===== FRAGMENTO PROPORCIONADO

Si el viejo
Hollywood fuera una religión, Deborah Kerr sería una de sus santas tutelares.
Por belleza, talento innato y virtud camaleónica de perderse en sus personajes,
fue la antecesora de Maggie Smith, Meryl Streep, Cate Blanchett y Julianne
Moore.
Su inmensa
capacidad se daba tan por descontado que, aunque la nominaron a seis premios
Oscar, jamás se lo dieron. La compensaron con uno a su trayectoria en 1994,
cuando ya llevaba casi 7 años retirada. BAFTA (o sea la British Academy of Film
and Television) se había disculpado por no haberla premiado nunca con un
galardón honorífico en 1991 y el Festival de Cannes había enmendado el deshonor
con un trofeo especial en 1984.
Su
especialidad eran las damas inglesas que hoy se denominan "clásicas",
es decir, personajes refinados y reprimidos, que atraviesan experiencias
emocionales desgarradoras. Pero su versatilidad inmanente la hacía desmarcarse
del encasillamiento y sorprendía con caracterizaciones alejadas de lo que se
esperaba de ella.

==========

SERIE DE EJERCICIOS
A – Cambia "trofeo" por "reconocimiento" al reproducir el fragmento sobre Deborah Kerr, empezando en las palabras que contienen "Por belleza, talento" y terminando después de "especial en 1984.".
B – Prolonga el fragmento sobre Deborah Kerr a partir de su última oración.

===== MATERIAL EXTRAÍDO

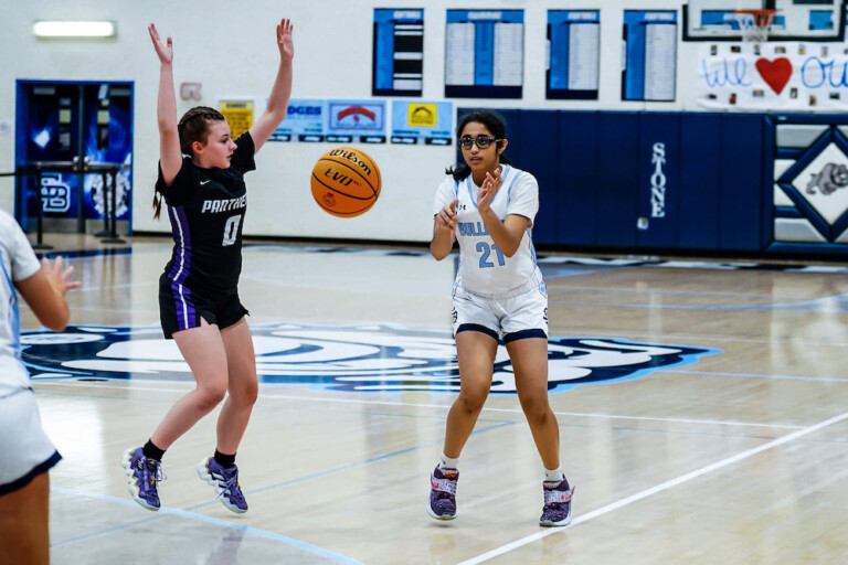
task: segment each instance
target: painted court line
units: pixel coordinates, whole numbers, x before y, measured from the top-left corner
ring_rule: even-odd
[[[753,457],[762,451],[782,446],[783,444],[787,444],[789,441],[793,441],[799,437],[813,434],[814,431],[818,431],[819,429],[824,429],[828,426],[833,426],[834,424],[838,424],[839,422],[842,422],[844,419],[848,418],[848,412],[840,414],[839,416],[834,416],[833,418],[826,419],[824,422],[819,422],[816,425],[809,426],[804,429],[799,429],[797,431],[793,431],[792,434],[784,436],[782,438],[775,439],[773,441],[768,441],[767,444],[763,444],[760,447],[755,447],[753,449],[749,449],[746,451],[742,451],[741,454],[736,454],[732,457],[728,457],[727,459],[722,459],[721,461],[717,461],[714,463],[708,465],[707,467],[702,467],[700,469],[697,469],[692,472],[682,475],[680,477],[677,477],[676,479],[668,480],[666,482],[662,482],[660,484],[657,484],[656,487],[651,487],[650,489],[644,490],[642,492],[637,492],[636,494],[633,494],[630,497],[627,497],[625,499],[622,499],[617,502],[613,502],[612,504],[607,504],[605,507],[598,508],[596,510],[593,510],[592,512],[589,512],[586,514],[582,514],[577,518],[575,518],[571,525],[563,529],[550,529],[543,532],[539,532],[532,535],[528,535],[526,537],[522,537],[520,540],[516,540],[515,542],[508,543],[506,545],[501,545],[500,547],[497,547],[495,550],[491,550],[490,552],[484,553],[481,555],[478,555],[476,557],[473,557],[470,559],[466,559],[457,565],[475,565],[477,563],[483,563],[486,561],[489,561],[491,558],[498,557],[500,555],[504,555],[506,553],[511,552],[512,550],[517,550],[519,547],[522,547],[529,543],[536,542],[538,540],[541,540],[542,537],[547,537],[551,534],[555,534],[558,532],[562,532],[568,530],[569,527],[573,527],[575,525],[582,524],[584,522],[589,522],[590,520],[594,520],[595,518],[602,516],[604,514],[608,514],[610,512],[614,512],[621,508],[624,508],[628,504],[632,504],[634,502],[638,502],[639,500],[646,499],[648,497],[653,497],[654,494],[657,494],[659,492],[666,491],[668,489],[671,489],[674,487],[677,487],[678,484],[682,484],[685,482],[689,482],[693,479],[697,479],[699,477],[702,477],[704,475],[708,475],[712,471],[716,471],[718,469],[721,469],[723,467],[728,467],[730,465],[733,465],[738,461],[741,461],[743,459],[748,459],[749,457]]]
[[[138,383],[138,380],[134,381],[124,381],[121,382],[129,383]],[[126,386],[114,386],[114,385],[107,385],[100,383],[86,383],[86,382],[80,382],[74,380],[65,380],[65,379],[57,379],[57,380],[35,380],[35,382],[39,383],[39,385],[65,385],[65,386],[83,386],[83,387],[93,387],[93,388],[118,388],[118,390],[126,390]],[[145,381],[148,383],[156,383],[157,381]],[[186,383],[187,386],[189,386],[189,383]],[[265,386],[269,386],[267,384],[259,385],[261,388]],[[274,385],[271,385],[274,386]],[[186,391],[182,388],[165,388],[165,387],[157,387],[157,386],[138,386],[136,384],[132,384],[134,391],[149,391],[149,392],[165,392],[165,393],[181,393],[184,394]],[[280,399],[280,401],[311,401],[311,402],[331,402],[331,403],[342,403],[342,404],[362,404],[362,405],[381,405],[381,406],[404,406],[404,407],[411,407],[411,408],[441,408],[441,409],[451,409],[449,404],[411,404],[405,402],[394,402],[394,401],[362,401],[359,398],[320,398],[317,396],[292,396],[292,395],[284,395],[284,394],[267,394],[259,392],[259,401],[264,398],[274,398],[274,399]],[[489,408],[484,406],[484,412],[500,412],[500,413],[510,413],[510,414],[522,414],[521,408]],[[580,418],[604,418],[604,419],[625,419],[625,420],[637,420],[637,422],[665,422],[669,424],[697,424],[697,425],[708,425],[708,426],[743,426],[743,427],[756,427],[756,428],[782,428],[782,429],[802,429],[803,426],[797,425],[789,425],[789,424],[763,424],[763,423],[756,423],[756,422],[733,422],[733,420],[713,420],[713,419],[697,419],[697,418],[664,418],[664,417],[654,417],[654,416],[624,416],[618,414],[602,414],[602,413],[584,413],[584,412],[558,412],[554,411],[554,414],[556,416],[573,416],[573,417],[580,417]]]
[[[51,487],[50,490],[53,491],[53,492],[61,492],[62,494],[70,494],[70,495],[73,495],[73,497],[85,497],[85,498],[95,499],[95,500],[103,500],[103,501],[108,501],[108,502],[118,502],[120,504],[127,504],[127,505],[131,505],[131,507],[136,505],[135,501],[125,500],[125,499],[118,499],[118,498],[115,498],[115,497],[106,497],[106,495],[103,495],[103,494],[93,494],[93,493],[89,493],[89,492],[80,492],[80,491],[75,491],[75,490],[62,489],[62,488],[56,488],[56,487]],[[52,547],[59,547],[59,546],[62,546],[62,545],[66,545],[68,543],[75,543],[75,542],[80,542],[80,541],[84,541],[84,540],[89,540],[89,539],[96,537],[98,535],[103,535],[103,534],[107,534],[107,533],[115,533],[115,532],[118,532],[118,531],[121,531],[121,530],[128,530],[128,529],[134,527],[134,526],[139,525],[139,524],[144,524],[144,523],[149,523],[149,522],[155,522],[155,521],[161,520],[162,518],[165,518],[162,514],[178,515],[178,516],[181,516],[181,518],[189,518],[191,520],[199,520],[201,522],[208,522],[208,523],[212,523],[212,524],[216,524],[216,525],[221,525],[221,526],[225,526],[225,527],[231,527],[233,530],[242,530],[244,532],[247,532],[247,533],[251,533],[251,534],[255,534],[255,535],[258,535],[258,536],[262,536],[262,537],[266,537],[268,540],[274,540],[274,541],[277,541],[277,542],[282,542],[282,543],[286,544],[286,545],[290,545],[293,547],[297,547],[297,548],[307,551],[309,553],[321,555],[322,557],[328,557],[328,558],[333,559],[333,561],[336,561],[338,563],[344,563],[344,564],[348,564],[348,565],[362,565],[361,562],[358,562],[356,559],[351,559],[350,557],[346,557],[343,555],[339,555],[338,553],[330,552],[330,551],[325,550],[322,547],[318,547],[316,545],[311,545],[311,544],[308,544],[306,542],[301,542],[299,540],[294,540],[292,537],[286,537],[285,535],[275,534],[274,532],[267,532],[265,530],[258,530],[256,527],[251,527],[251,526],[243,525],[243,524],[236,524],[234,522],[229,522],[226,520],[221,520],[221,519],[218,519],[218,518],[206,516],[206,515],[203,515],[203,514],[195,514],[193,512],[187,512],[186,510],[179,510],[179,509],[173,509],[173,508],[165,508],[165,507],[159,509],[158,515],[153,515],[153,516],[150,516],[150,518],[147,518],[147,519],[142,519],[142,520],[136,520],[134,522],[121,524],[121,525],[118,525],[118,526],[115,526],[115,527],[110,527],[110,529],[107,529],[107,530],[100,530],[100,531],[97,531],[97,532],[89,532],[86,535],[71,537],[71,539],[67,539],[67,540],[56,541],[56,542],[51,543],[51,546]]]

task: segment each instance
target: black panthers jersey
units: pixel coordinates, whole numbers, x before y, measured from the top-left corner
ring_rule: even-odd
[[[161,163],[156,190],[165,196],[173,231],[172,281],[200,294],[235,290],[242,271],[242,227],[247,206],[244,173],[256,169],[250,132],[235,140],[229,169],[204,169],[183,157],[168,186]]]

==========

RESULTADOS
A –
Por belleza, talento innato y virtud camaleónica de perderse en sus personajes,
fue la antecesora de Maggie Smith, Meryl Streep, Cate Blanchett y Julianne
Moore.
Su inmensa
capacidad se daba tan por descontado que, aunque la nominaron a seis premios
Oscar, jamás se lo dieron. La compensaron con uno a su trayectoria en 1994,
cuando ya llevaba casi 7 años retirada. BAFTA (o sea la British Academy of Film
and Television) se había disculpado por no haberla premiado nunca con un
galardón honorífico en 1991 y el Festival de Cannes había enmendado el deshonor
con un reconocimiento especial en 1984.

B –
Fue del
drama a la comedia con la naturalidad con la que se respira y se pueden dar
clases de actuación con cualquiera de sus trabajos.
Su carrera
en cine se extendió desde 1940 a 1969, año en el que se retiró. Entre 1982 y
1987 hizo solo televisión. Y hasta 1987 también se extendió su labor en el
teatro, que no tuvo hiato desde que asomó en los escenarios a fines de los años
treinta.
La rosa
inglesa, le decían, aunque había nacido en Glasgow, Escocia. Y si en las
películas en blanco y negro podía parecer rubia, era una pelirroja natural.
Me
encantaría repasar su carrera de cabo a rabo, por ahora me conformo con
revisitar los filmes que hizo en los años cincuenta, década en la que consolidó
su estrellato con títulos insoslayables como Las minas del rey Salomón, Quo
Vadis, El prisionero de Zenda, Julio César, De aquí a la eternidad, El rey y
yo, Té y simpatía, Algo para recordar, o Mesas separadas. Y conste
que dejo fuera de esta lista títulos de igual valía, como el que hoy me ocupa. Los
héroes también lloran (The Proud and Profane,
George Seaton, 1956)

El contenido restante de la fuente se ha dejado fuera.